How many lines of the material below contain the string "jacket"? Reply with the number alone.

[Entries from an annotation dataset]

────────────────────

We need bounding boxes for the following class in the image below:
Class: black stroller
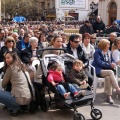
[37,49,102,120]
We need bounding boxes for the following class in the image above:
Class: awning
[46,14,56,17]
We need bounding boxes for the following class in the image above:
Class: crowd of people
[0,16,120,114]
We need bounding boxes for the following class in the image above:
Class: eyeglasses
[73,41,80,43]
[91,38,96,39]
[7,40,14,43]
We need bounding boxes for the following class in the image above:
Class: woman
[0,51,31,115]
[90,34,97,49]
[112,37,120,65]
[81,33,95,59]
[38,33,49,48]
[0,36,20,62]
[92,39,120,104]
[21,37,38,81]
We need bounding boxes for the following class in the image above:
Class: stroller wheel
[41,98,49,112]
[73,113,85,120]
[90,108,102,120]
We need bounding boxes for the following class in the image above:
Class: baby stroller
[37,49,102,120]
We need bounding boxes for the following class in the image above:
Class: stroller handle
[37,48,67,58]
[38,48,66,52]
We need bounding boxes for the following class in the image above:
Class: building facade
[98,0,120,25]
[55,0,98,21]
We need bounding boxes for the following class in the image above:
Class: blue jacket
[92,48,114,75]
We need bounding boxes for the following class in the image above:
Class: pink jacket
[47,70,64,83]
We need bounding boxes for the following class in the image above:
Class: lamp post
[90,1,96,13]
[89,1,96,23]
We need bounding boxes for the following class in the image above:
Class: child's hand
[83,80,86,84]
[51,82,56,86]
[80,82,83,85]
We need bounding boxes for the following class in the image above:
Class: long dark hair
[3,51,27,71]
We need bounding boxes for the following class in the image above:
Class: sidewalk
[0,88,120,120]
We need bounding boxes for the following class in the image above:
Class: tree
[2,0,42,18]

────────────────────

**Result of this task**
2